Exercise description | Retype every line of the data below word for word, leaving out the pictures.

(Pointing records)
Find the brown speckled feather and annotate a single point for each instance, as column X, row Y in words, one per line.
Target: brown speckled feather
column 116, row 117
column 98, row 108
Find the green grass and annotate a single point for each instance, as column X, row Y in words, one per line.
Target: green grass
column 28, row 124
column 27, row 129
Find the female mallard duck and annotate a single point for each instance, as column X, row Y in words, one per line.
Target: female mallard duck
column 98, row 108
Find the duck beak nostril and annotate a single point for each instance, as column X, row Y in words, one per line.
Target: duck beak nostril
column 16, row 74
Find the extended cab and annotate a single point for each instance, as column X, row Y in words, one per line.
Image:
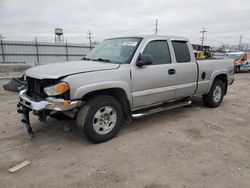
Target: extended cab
column 243, row 62
column 121, row 79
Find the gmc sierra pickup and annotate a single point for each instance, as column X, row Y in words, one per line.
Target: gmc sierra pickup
column 121, row 79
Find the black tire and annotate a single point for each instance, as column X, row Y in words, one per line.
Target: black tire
column 209, row 99
column 86, row 117
column 237, row 69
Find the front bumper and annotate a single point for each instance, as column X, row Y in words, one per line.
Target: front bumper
column 26, row 104
column 48, row 104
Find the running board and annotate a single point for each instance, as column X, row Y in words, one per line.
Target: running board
column 141, row 113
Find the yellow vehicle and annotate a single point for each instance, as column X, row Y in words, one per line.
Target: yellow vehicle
column 199, row 54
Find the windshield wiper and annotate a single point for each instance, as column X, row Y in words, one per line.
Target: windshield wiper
column 101, row 59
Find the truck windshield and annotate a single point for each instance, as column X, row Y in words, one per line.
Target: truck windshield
column 117, row 50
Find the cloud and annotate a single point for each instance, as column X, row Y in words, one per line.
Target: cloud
column 224, row 20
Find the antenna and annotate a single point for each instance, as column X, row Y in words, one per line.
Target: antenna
column 59, row 35
column 240, row 42
column 156, row 26
column 90, row 39
column 203, row 35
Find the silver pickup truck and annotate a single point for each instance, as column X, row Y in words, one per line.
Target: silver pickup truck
column 121, row 79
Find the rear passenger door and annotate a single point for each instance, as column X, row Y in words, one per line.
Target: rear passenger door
column 154, row 83
column 186, row 69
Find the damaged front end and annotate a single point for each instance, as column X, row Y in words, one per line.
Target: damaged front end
column 34, row 98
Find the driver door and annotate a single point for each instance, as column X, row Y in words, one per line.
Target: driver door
column 155, row 83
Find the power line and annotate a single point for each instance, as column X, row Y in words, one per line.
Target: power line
column 202, row 36
column 90, row 39
column 156, row 26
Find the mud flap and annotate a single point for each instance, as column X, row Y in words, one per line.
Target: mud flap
column 26, row 120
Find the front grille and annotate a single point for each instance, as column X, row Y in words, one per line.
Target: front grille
column 36, row 86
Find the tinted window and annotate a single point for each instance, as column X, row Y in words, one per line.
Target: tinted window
column 159, row 51
column 181, row 51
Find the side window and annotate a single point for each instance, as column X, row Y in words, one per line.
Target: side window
column 181, row 50
column 159, row 51
column 244, row 57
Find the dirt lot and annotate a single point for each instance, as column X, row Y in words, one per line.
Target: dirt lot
column 186, row 147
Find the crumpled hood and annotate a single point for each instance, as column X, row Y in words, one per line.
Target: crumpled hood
column 57, row 70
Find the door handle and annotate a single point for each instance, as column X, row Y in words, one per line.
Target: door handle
column 171, row 71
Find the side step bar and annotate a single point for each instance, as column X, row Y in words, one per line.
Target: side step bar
column 138, row 114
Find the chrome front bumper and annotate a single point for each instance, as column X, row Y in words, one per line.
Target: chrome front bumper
column 49, row 104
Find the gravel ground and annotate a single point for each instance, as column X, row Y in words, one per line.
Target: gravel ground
column 186, row 147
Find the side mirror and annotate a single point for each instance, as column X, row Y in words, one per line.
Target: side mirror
column 144, row 59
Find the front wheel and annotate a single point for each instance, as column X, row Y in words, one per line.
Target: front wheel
column 100, row 118
column 237, row 69
column 215, row 95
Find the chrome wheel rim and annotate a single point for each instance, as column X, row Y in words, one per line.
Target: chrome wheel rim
column 217, row 93
column 104, row 120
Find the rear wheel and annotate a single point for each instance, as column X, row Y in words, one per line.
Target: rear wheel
column 100, row 118
column 215, row 95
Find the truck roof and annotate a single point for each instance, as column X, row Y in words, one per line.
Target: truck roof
column 169, row 37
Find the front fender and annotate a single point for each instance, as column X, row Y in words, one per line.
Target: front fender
column 85, row 89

The completed task |
Find the brown speckled feather and annotate a single point for each instance, as column X, row Y in words, one per line.
Target: brown speckled feather
column 116, row 117
column 98, row 108
Find the green grass and annotate a single point for each instance, as column X, row Y in words, one per line.
Target: green grass
column 28, row 124
column 27, row 129
Find the female mallard duck and annotate a single point for each instance, as column X, row Y in words, one per line.
Target: female mallard duck
column 98, row 108
Find the duck beak nostril and annotate a single point for each instance, as column X, row Y in words, one per line.
Target: duck beak nostril
column 16, row 74
Find the extended cab and annotate a single point for each instance, as column X, row Y in words, one per line.
Image:
Target: extended cab
column 243, row 62
column 121, row 79
Find the gmc sierra pickup and annotate a single point for each instance, as column X, row Y in words, one per line.
Target: gmc sierra pickup
column 121, row 79
Find the black tire and annotate a single point for each instance, as column X, row Y in words, one per line.
Target: black tire
column 209, row 99
column 86, row 117
column 237, row 69
Find the front bumper and annotate a single point for each instance, as column X, row Y in words, one per line.
Target: front bumper
column 26, row 104
column 48, row 104
Find the running board and annotate a single point for each instance, as column X, row Y in words, one per line.
Target: running board
column 141, row 113
Find the yellow vehicle and annotate a single point for each instance, as column X, row Y in words, one per line.
Target: yellow vehicle
column 199, row 54
Find the windshield wiper and annotate a single point for each instance, as column X, row Y in words, one per line.
Target: windshield wiper
column 101, row 59
Find the truck windshield and annotate a single point for each instance, as column X, row Y in words, one per line.
Target: truck windshield
column 117, row 50
Find the cloud and annotate a single point for each instance, as column X, row Y in words, one per line.
Target: cloud
column 224, row 20
Find the antenna and annotate a single point for each instance, as column X, row Y in words, one per line.
Target: antenna
column 59, row 35
column 240, row 42
column 156, row 26
column 90, row 39
column 203, row 35
Find the silver pickup truck and annotate a single point for each instance, as column X, row Y in words, one per line.
Target: silver pickup truck
column 121, row 79
Find the rear passenger door and annotate a single point for each instance, as column X, row Y in words, one per line.
Target: rear passenger door
column 154, row 83
column 186, row 69
Find the damaged front end and annotate a single point for each instance, as column X, row Y in words, one per line.
Target: damaged front end
column 34, row 98
Find the driver door and annotate a single point for each instance, as column X, row Y in words, one per line.
Target: driver door
column 155, row 83
Find the power line and annotate a single point for each instance, as column X, row Y in words, one per line.
Target: power line
column 202, row 36
column 90, row 39
column 156, row 26
Find the mud flap and annotate a single point for each instance, as column X, row Y in words, one per line.
Target: mud flap
column 26, row 120
Find the front grille and annotate a single point for each instance, as column X, row Y in words, one per line.
Target: front grille
column 36, row 86
Find the tinted window and annotate a single point for each instance, as column X, row Y in words, one per line.
Target: tinted window
column 159, row 51
column 181, row 51
Find the side window and annotate a single point for each instance, as column X, row Y in words, one per line.
Target: side window
column 181, row 50
column 159, row 51
column 244, row 57
Find the dirt lot and annotate a single point for each instance, as column X, row Y in words, one per line.
Target: dirt lot
column 186, row 147
Find the crumpled hood and annotate a single point for each instance, as column X, row Y in words, one per line.
Target: crumpled hood
column 57, row 70
Find the door handle and annotate a single point for each instance, as column X, row Y in words, one per line.
Target: door handle
column 171, row 71
Find the side step bar and annotate a single point for each instance, as column X, row Y in words, one per line.
Target: side step bar
column 138, row 114
Find the chrome front bumper and annotate a single point for each instance, as column X, row Y in words, one per line.
Target: chrome front bumper
column 49, row 104
Find the gravel ground and annotate a single point for each instance, as column X, row Y in words, one per line.
Target: gravel ground
column 186, row 147
Find the side mirror and annotate a single point for each instance, as column X, row Y in words, one per line.
Target: side mirror
column 144, row 59
Find the front wheel and annotate a single point for each instance, as column X, row Y in words, one per line.
Target: front wheel
column 100, row 118
column 237, row 69
column 215, row 95
Find the chrome wheel rim and annotate a single point for each instance, as column X, row Y in words, one per line.
Target: chrome wheel rim
column 217, row 93
column 104, row 120
Find the rear wheel and annotate a single point for each instance, as column X, row Y in words, one per line.
Target: rear wheel
column 100, row 118
column 215, row 95
Find the truck roof and annotate a single point for each instance, as column X, row Y in words, one per line.
Target: truck roof
column 169, row 37
Find the front fender and annotate a single point for each instance, as column X, row Y in words, one per line.
Target: front fender
column 85, row 89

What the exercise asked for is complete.